#### What is being asked:
Images are to be dropped, and the rest of the data reproduced exactly.

START Data for the task

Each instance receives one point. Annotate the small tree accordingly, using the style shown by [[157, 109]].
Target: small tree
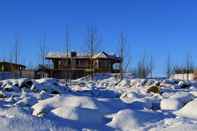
[[68, 75], [92, 45], [151, 66], [43, 50], [169, 69], [189, 65], [16, 51], [143, 68], [122, 43]]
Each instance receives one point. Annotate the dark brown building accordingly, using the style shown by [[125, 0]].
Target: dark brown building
[[10, 70], [77, 65], [11, 67]]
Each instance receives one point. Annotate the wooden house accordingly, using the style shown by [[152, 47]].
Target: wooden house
[[75, 65]]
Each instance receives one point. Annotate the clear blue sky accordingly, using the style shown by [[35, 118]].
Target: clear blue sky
[[157, 27]]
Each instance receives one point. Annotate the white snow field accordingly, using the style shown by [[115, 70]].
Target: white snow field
[[105, 104]]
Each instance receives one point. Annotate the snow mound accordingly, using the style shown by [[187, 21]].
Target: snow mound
[[189, 110], [127, 119], [176, 101]]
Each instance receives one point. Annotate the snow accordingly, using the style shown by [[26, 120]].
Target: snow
[[106, 103], [176, 101], [188, 110]]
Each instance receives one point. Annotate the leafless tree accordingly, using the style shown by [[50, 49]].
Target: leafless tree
[[68, 73], [122, 44], [92, 45], [43, 50], [16, 52], [188, 65], [168, 67], [143, 69], [151, 66]]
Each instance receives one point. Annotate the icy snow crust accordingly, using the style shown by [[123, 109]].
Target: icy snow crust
[[106, 104]]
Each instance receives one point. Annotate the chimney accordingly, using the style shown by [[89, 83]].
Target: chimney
[[73, 54]]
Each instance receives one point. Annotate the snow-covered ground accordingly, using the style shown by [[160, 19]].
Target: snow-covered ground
[[105, 104]]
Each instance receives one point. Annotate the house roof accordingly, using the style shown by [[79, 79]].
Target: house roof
[[100, 55], [10, 63]]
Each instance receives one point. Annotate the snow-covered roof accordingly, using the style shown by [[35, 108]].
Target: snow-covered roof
[[103, 55]]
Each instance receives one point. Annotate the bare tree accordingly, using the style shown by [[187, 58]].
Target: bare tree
[[68, 73], [151, 66], [168, 67], [188, 65], [43, 50], [92, 45], [16, 51], [122, 43], [143, 68]]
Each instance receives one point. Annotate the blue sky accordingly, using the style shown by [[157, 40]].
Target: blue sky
[[157, 27]]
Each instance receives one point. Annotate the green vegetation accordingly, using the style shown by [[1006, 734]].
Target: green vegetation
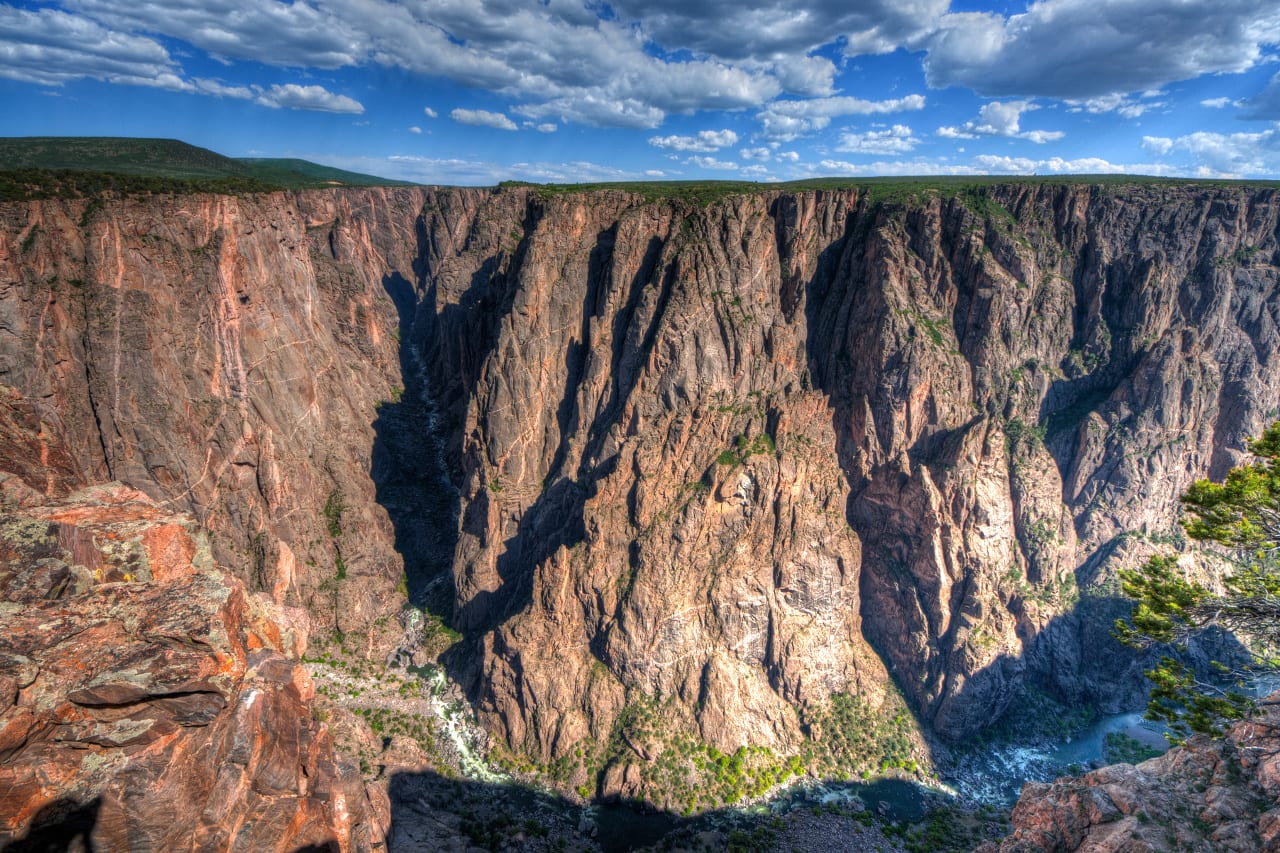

END Data for the task

#### Solution:
Each instance receives one point. Annotate the small tree accordingly, using the style shown by [[157, 109]].
Target: small tree
[[68, 75], [92, 45], [151, 66], [43, 50], [169, 69], [189, 65], [16, 51], [143, 68], [122, 43]]
Each instance receives one point. Annotate the dark brown building accordingly, using the style shown by [[125, 0]].
Target: dark brown building
[[10, 70], [77, 65], [11, 67]]
Each instance receives one point. Annotate the wooden house accordingly, using the style shown by [[152, 47]].
Target: wooden house
[[75, 65]]
Each instance receives one point. Annotate the clear blue sky accordingly, using the style shown by [[35, 118]].
Target: clear blue sky
[[157, 27]]
Each instance receives one point. Annotate the white snow field accordingly, using the style shown by [[115, 70]].
Target: white snow field
[[105, 104]]
Each instance receives one point. Annotate the snow mound accordingly, using the style shown by [[187, 21]].
Target: snow mound
[[189, 110], [127, 119], [176, 101]]
Each instance receives one point. Annotate the snow accordingly, using the style shown by [[26, 120]].
Target: snow
[[106, 103], [176, 101], [188, 110]]
Each instance receives one point. Annotate the leafless tree accordingly, using the style shown by [[50, 49]].
Target: leafless tree
[[68, 73], [122, 44], [92, 45], [43, 50], [16, 52], [188, 65], [168, 67], [143, 69], [151, 66]]
Each instance receives one point. Annotate the icy snow crust accordingly, using the style shown by [[123, 109]].
Target: icy snow crust
[[106, 104]]
Each instance receives one point. Annotate the chimney accordingly, using the style shown by [[89, 83]].
Target: chimney
[[73, 54]]
Each instance receives one point. Annotate the snow-covered ground accordingly, using the style shown by [[160, 19]].
Target: snow-covered ground
[[105, 104]]
Each instance receives one point. Annotate the house roof accordingly, using the style shown by [[79, 79]].
Target: house roof
[[100, 55], [10, 63]]
Each instance receives one point. Annotate the snow-covered roof accordingly, using the style shown by [[35, 108]].
Target: snow-covered roof
[[103, 55]]
Each instance receives one point. Annotate the bare tree accordingly, using the style shown by [[187, 58]].
Target: bare tree
[[68, 73], [151, 66], [168, 67], [188, 65], [43, 50], [92, 45], [16, 51], [122, 43], [143, 68]]
Each instance receives one point. Annotate the blue sky accordingly, using the style shown by [[157, 40]].
Target: blue sky
[[157, 27]]
Each instance receives one point. Annotate the green vegetation accordingly, using the style shown by [[1006, 734]].
Target: green vegetation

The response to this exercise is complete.